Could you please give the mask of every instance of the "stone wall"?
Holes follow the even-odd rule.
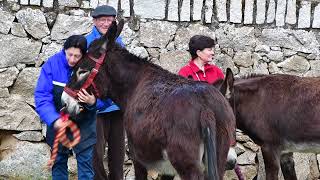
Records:
[[[217,42],[214,63],[236,75],[320,75],[317,1],[0,0],[0,179],[49,176],[43,171],[50,154],[34,110],[35,83],[43,62],[67,37],[90,32],[90,11],[100,4],[113,5],[126,19],[121,35],[129,51],[173,73],[190,58],[189,38],[205,34]],[[263,174],[259,147],[241,132],[237,139],[247,179]],[[319,178],[318,159],[295,154],[299,179]],[[227,172],[226,179],[233,176]]]

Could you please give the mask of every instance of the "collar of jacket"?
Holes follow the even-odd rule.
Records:
[[[191,67],[192,71],[195,73],[197,73],[199,71],[202,72],[202,70],[194,63],[193,59],[191,59],[189,61],[189,66]],[[210,64],[208,64],[208,63],[204,65],[204,71],[207,71],[208,69],[211,69],[211,68],[212,68],[212,66],[210,66]]]
[[[95,39],[102,36],[102,33],[100,33],[100,32],[98,31],[98,29],[97,29],[96,26],[93,27],[92,33],[93,33]]]

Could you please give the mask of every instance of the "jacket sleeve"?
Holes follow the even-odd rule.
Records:
[[[185,77],[185,78],[188,78],[188,75],[189,75],[189,73],[185,70],[185,67],[182,67],[182,68],[179,70],[178,74],[179,74],[180,76]]]
[[[107,99],[97,99],[96,108],[98,111],[103,111],[109,106],[110,104],[108,103]]]
[[[88,34],[86,36],[87,39],[87,48],[89,48],[90,44],[92,43],[92,41],[94,40],[94,35],[92,33]]]
[[[36,111],[47,125],[60,117],[53,101],[52,71],[49,63],[43,65],[34,92]]]
[[[121,36],[119,36],[119,37],[116,39],[116,42],[117,42],[121,47],[123,47],[123,48],[125,47],[125,44],[123,43]]]

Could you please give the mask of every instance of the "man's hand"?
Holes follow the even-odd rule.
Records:
[[[89,106],[92,106],[96,103],[96,97],[94,97],[92,94],[89,94],[85,89],[81,89],[79,91],[78,100],[88,104]]]

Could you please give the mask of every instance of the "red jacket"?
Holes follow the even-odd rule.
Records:
[[[186,78],[192,78],[196,81],[205,81],[210,84],[218,79],[224,79],[224,74],[217,66],[205,64],[204,71],[202,71],[193,60],[190,60],[189,64],[182,67],[178,74]]]

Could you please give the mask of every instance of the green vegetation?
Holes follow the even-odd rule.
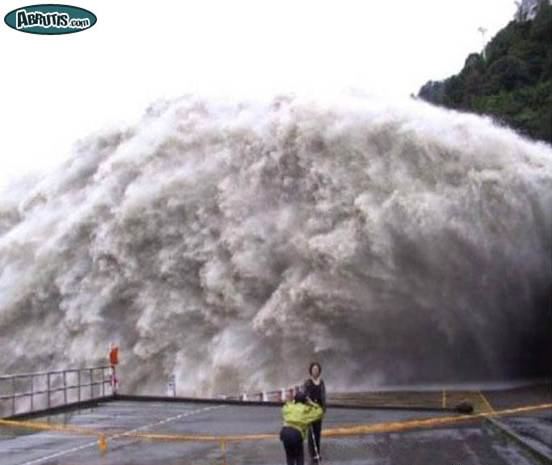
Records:
[[[512,21],[472,54],[464,69],[429,81],[419,97],[437,105],[492,116],[535,139],[552,143],[552,5],[543,1],[533,21]]]

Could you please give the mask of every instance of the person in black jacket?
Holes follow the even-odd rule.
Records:
[[[313,362],[309,366],[310,378],[305,381],[304,390],[307,397],[322,407],[326,413],[326,386],[321,378],[322,367],[320,363]],[[312,463],[320,463],[320,433],[322,431],[322,419],[315,421],[309,431],[309,453]],[[313,441],[314,436],[314,441]],[[316,447],[315,447],[316,446]]]

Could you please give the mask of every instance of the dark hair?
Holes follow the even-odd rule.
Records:
[[[312,369],[314,367],[318,367],[318,373],[319,374],[322,374],[322,367],[320,366],[320,363],[318,362],[312,362],[310,365],[309,365],[309,375],[312,375]]]
[[[304,391],[302,390],[298,390],[296,393],[295,393],[295,396],[293,398],[293,400],[295,402],[301,402],[301,403],[306,403],[307,402],[307,394],[305,394]]]

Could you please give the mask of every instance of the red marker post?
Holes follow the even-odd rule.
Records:
[[[111,389],[113,394],[117,394],[119,381],[117,380],[116,366],[119,364],[119,347],[113,342],[109,346],[108,358],[111,365]]]

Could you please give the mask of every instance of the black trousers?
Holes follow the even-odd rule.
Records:
[[[280,441],[284,443],[287,465],[304,465],[303,437],[301,433],[290,426],[284,426],[280,431]]]
[[[312,429],[312,432],[311,432]],[[309,435],[309,454],[311,456],[311,459],[315,459],[317,457],[320,457],[320,433],[322,432],[322,420],[315,421],[310,425],[310,428],[307,432]],[[314,449],[314,444],[312,440],[312,435],[314,433],[314,439],[316,441],[316,450]],[[318,454],[316,453],[318,451]]]

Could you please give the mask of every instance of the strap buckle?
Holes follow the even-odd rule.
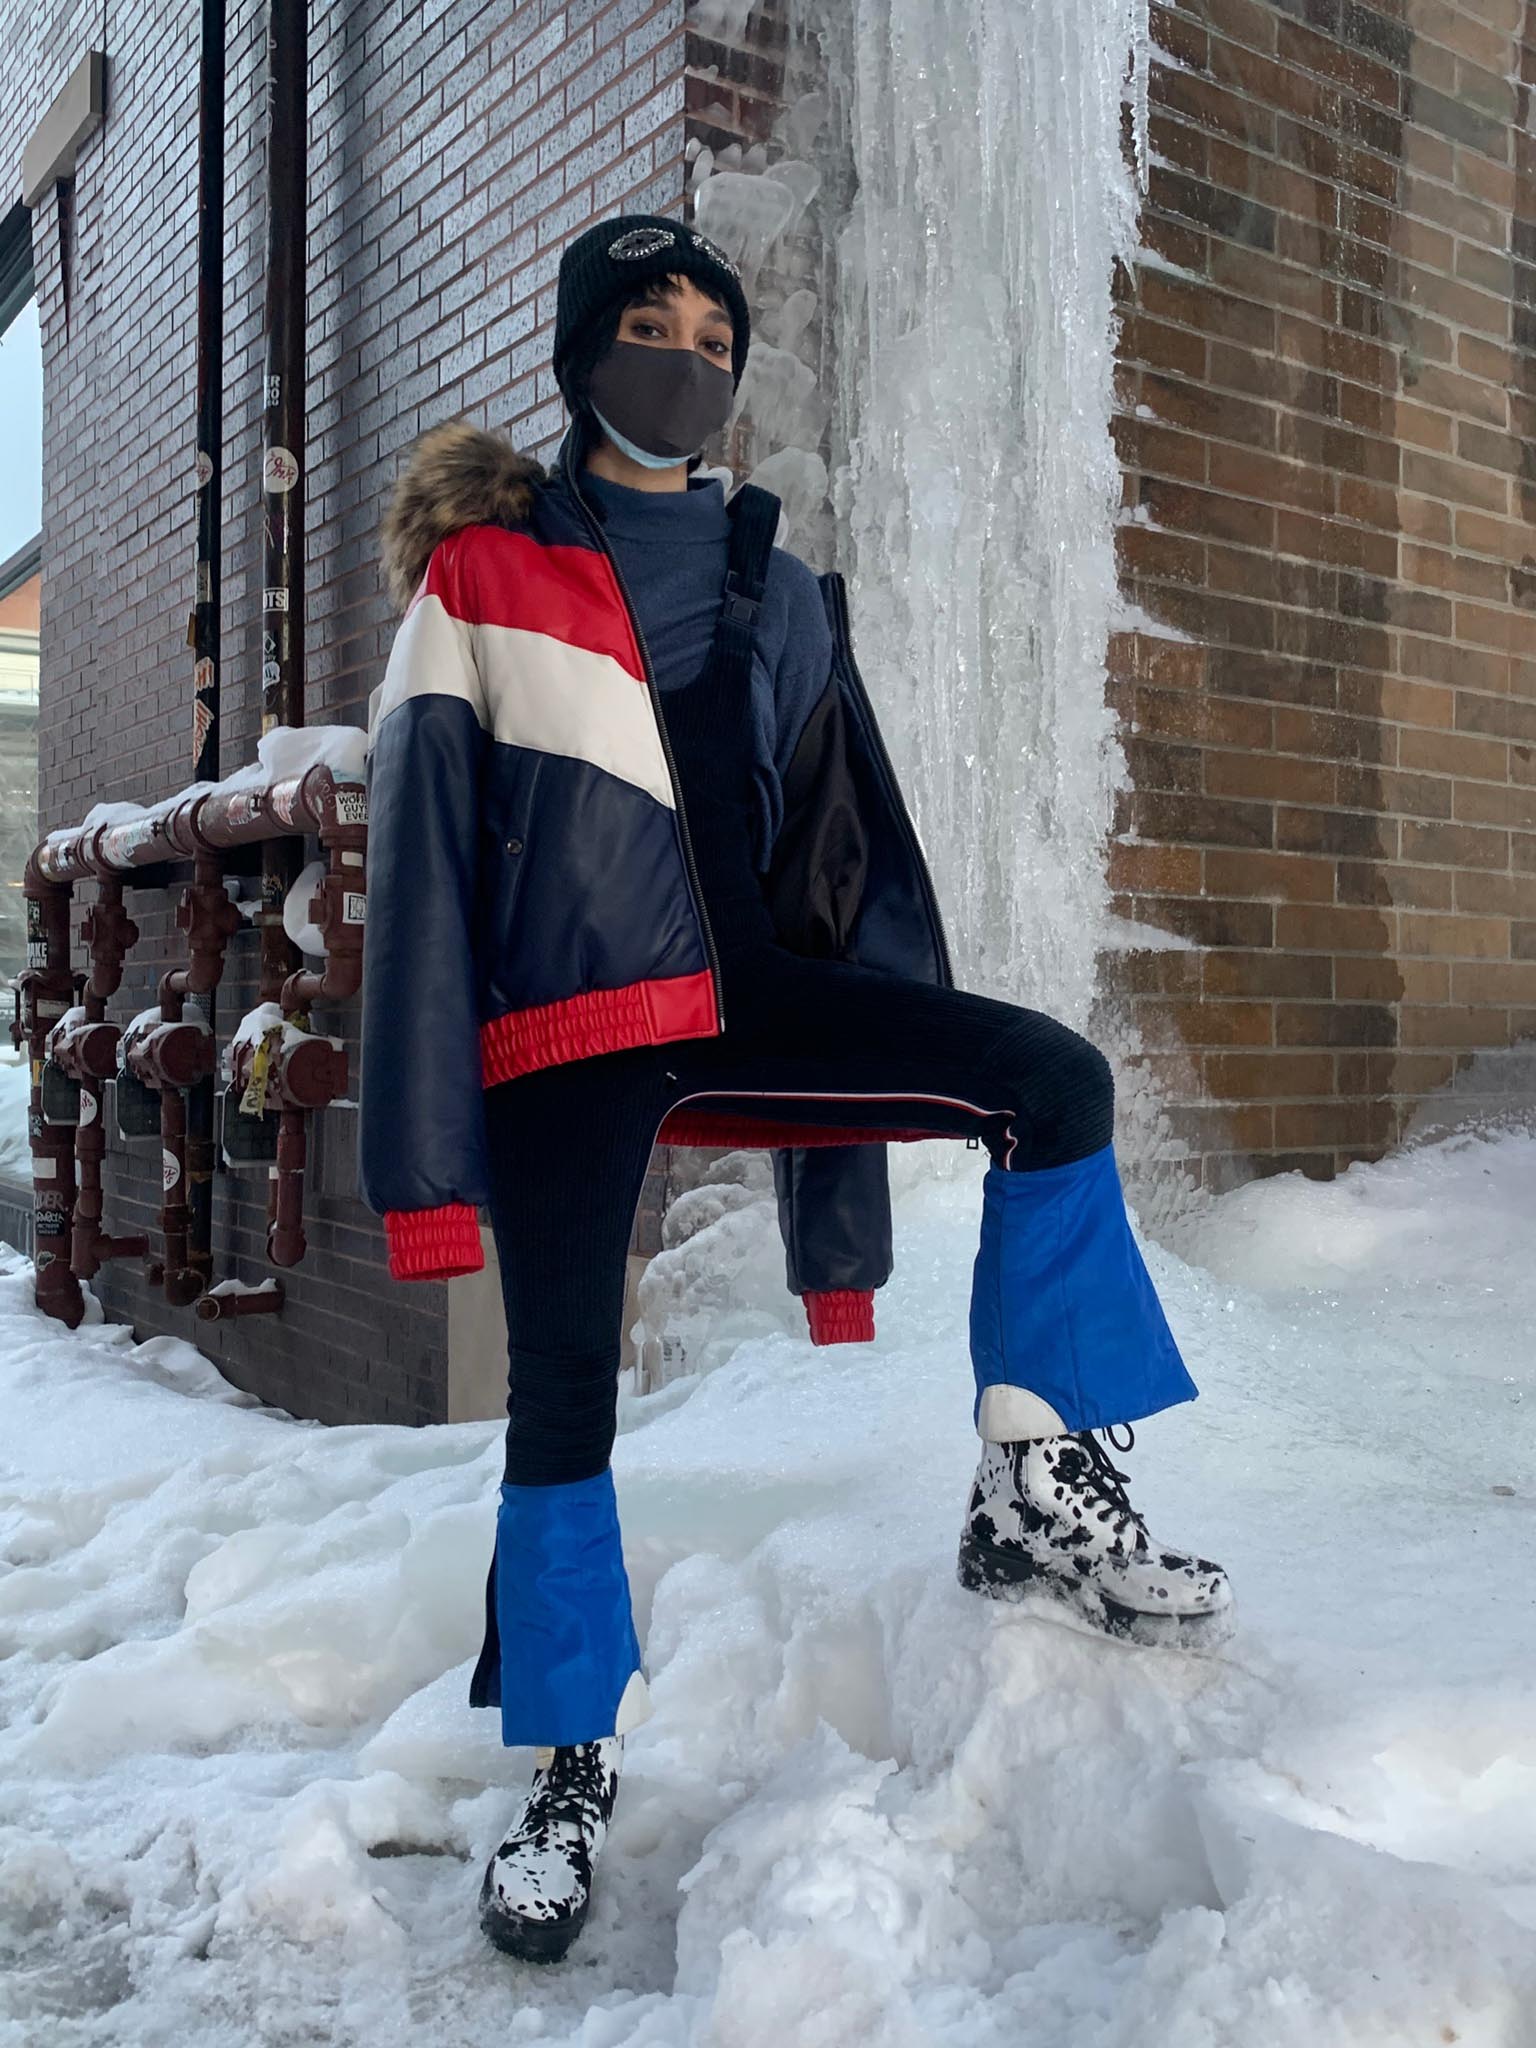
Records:
[[[725,572],[725,594],[721,599],[722,615],[733,626],[751,626],[757,621],[762,609],[762,599],[750,597],[742,587],[741,577],[734,569]]]

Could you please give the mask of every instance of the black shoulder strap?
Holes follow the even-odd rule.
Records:
[[[779,530],[779,500],[760,484],[742,484],[726,507],[731,515],[731,565],[721,599],[722,623],[750,633],[768,581],[773,537]]]
[[[710,660],[716,672],[752,674],[752,640],[768,581],[773,536],[779,530],[779,501],[759,484],[742,484],[726,510],[731,515],[730,566],[720,594]]]

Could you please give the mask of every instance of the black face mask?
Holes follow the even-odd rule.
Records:
[[[587,398],[628,441],[648,455],[684,462],[730,416],[735,380],[723,364],[695,348],[652,348],[615,341],[592,366]]]

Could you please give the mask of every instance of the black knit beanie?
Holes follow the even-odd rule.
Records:
[[[741,272],[718,243],[661,213],[620,213],[568,242],[555,297],[555,381],[574,413],[587,374],[618,331],[625,300],[653,277],[681,274],[723,299],[731,316],[731,383],[747,366],[752,316]]]

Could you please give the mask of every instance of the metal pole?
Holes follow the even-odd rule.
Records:
[[[224,0],[203,0],[197,122],[197,565],[192,612],[192,774],[219,779],[219,598],[224,536]],[[215,1030],[217,996],[200,999]],[[214,1076],[187,1096],[188,1265],[213,1277]],[[167,1274],[172,1261],[167,1259]],[[169,1279],[167,1285],[169,1285]]]
[[[266,360],[262,382],[261,729],[304,723],[304,228],[307,0],[267,17]],[[271,846],[261,877],[261,994],[298,966],[283,899],[302,847]]]

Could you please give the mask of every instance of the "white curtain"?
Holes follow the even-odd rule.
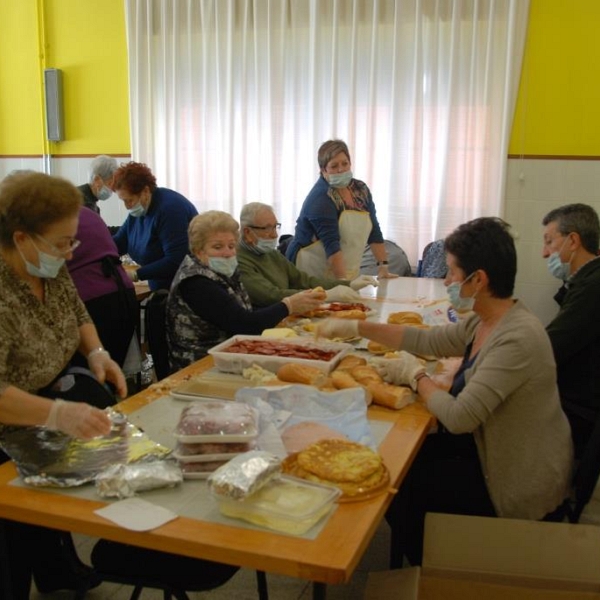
::::::::
▸ WHAT THIS TASK INVOLVES
Keeping pictures out, repeat exactly the lines from the one containing "black knit beanie?" through the end of the listing.

▸ SOLUTION FOR THIS EXERCISE
Could you please give the mask of every instance of the black knit beanie?
Holes follow the even-odd rule.
Records:
[[[741,272],[718,243],[661,213],[620,213],[568,242],[555,297],[555,381],[574,413],[587,374],[618,331],[625,300],[653,277],[681,274],[723,299],[731,316],[731,383],[747,366],[752,316]]]

Could you please give the mask of every instance of the metal pole?
Holes follow the even-odd rule.
Records:
[[[224,0],[203,0],[197,122],[197,565],[192,612],[192,774],[219,779],[219,598],[224,536]],[[215,1030],[217,996],[200,999]],[[214,1076],[187,1096],[188,1265],[213,1277]],[[167,1274],[172,1261],[167,1259]],[[169,1279],[167,1285],[169,1285]]]
[[[266,360],[262,382],[261,729],[304,723],[304,228],[307,0],[267,17]],[[271,846],[261,877],[261,994],[298,966],[283,899],[302,847]]]

Could you please give the mask of every instance of the "white curtain"?
Holes follow the even-odd rule.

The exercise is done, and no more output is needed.